### LISTED RECORDS
===============
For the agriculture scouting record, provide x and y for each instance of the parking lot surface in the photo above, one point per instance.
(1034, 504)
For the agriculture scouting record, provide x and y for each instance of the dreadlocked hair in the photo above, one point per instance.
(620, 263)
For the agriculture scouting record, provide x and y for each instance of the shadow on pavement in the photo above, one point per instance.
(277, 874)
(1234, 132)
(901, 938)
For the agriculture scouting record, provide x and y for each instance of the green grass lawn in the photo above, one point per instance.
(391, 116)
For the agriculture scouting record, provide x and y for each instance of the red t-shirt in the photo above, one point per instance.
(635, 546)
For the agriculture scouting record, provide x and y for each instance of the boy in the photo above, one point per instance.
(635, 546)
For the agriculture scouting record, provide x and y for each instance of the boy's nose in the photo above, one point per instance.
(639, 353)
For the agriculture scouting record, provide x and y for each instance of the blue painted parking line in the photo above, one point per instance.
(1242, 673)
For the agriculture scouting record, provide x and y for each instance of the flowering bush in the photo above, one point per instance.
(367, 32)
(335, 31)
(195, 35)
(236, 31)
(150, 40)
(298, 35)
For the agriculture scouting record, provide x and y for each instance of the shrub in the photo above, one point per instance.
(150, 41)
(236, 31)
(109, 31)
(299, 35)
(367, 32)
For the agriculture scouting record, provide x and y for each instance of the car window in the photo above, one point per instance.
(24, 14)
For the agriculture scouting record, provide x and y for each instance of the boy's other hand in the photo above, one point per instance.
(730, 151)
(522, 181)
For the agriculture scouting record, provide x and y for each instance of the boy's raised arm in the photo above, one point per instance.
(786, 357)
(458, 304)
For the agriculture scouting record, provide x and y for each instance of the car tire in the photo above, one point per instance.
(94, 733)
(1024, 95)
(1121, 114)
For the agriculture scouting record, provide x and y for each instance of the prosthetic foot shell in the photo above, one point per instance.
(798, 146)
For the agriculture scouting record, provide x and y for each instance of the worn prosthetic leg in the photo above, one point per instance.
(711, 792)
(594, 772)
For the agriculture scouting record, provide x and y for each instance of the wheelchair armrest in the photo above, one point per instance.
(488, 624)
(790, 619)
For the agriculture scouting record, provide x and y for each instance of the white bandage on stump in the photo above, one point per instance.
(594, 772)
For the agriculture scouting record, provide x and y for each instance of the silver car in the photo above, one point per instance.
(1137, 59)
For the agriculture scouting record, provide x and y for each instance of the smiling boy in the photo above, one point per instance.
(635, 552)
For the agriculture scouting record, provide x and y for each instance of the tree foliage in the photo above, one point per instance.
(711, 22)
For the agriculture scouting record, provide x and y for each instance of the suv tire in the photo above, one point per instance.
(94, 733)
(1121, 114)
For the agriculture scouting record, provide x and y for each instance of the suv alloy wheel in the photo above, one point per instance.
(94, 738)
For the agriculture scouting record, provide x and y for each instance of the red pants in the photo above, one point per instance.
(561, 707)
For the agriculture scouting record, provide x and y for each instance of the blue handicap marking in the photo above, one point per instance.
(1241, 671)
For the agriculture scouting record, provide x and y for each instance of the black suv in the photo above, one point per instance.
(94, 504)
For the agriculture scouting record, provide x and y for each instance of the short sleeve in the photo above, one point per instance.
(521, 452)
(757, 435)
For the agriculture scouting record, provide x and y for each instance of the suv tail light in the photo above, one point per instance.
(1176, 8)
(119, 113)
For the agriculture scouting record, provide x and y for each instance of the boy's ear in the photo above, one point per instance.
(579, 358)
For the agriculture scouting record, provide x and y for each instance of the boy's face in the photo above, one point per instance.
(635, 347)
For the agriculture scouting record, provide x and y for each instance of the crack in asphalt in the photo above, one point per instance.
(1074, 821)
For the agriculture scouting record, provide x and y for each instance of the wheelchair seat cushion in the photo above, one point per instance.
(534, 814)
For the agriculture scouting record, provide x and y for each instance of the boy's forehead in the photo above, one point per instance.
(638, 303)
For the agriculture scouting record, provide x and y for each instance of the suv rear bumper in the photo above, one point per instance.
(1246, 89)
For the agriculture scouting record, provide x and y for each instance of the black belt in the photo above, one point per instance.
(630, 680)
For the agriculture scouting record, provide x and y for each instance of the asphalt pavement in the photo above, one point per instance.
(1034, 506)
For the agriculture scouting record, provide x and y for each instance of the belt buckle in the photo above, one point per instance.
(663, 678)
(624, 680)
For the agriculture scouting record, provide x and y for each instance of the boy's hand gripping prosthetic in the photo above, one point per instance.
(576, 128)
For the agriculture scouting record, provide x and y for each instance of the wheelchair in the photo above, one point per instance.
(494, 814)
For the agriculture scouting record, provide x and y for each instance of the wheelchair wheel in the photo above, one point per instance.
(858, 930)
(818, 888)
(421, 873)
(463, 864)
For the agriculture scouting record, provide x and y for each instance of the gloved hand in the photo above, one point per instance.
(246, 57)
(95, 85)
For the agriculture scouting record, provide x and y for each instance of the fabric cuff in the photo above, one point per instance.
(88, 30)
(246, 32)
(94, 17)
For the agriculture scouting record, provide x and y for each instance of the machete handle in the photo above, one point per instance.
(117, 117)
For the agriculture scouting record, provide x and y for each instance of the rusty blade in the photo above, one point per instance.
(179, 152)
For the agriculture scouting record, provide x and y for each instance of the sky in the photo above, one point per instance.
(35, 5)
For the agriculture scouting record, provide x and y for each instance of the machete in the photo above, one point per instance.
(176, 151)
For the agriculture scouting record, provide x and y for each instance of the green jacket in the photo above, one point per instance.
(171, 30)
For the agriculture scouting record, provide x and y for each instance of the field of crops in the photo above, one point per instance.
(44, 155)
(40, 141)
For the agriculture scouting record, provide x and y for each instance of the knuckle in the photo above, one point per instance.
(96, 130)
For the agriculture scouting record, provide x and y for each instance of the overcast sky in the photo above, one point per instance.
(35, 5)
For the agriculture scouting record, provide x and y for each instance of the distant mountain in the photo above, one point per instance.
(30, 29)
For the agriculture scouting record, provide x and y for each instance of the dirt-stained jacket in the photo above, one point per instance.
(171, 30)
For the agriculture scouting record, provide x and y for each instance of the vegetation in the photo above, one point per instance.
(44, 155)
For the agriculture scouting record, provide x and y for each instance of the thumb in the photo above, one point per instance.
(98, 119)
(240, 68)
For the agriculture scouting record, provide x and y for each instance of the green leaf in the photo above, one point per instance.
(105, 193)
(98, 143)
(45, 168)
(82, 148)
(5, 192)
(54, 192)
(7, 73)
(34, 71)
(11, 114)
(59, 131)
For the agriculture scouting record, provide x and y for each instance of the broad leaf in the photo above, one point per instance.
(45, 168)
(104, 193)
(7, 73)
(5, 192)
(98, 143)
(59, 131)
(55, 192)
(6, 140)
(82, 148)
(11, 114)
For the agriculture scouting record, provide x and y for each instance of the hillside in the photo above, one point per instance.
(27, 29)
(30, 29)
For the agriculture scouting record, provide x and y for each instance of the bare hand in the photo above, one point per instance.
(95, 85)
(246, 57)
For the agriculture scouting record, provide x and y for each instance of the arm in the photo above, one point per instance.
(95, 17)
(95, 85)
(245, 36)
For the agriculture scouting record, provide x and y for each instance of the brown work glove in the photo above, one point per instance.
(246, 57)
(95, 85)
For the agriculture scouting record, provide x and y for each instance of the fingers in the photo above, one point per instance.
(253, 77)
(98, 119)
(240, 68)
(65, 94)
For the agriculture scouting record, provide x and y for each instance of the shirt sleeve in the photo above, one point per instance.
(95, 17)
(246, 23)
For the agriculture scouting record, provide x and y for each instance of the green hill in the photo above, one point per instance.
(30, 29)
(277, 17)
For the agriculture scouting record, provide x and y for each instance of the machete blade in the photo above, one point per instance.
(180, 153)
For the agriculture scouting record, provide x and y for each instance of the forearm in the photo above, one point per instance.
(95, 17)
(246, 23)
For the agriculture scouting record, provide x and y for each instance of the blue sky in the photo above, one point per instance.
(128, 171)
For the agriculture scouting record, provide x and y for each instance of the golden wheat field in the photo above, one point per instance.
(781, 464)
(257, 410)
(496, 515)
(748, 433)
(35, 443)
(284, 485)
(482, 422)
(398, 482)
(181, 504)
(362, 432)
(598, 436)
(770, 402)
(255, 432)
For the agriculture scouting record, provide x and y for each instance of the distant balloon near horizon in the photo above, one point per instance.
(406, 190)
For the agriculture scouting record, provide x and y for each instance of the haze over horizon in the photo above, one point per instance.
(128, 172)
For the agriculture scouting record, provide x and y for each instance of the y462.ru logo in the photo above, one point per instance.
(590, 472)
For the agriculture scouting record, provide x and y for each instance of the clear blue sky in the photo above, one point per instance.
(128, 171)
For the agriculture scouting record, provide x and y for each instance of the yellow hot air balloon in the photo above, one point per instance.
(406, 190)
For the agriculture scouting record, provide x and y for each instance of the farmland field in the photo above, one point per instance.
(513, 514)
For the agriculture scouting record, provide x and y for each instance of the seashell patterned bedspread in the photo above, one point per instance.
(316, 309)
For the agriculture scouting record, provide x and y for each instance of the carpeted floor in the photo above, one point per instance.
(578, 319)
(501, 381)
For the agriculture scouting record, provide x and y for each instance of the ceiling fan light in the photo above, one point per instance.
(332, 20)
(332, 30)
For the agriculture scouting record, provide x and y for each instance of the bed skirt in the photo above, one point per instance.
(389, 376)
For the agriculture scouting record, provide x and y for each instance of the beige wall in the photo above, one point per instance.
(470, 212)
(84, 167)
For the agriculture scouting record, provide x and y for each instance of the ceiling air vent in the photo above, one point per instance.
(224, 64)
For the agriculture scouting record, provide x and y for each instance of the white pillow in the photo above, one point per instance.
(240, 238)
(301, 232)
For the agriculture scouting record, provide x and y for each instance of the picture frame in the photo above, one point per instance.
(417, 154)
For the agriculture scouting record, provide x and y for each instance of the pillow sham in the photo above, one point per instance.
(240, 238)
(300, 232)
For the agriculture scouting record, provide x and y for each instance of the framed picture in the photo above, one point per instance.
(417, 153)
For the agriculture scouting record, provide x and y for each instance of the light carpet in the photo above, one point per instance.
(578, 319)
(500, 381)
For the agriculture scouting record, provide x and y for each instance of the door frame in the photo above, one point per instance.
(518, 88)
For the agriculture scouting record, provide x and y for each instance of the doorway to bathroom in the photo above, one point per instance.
===============
### STATED PROBLEM
Extract the closing run of lines, starting with the one containing "the ceiling fan" and ending at the last, exactly as written.

### ANSWER TO THIS PROBLEM
For the agriculture scouting record, provide x and y for each instance of the ceiling fan light in the photo above, one point per instance.
(332, 20)
(332, 30)
For the agriculture scouting record, provide x and y for each instance of the bed skirt in the photo above, one point per instance.
(389, 376)
For the agriculture scouting record, provide x and y for each instance of the beige wall in the photo above, one point per instance.
(470, 212)
(84, 167)
For the agriculture scouting record, provide x and y for each instance of the ceiling air vent in the photo above, one point per instance.
(224, 64)
For the agriculture scouting record, provide x and y for each instance of the white pillow in the photo above, one point per instance.
(240, 238)
(301, 232)
For the agriculture scouting record, provide x and y for each instance of the picture frame in the photo above, one point per instance.
(417, 154)
For the agriculture scouting record, provide x and y for each instance of the pillow sham in the photo above, one point per instance.
(240, 238)
(300, 232)
For the agriculture scouting record, provide x and y for each instance of the framed picture in the photo above, one point per instance.
(417, 153)
For the agriculture scouting record, provide x and y for each instance of the light carpet in the photo above, one point per instance.
(578, 319)
(500, 381)
For the agriculture scouting record, provide x and y for each instance of the door frame in the photo above, one point per instance.
(518, 88)
For the agriculture scouting record, provide x and y for each instance of the doorway to bathroom in the photo above, one point per instance.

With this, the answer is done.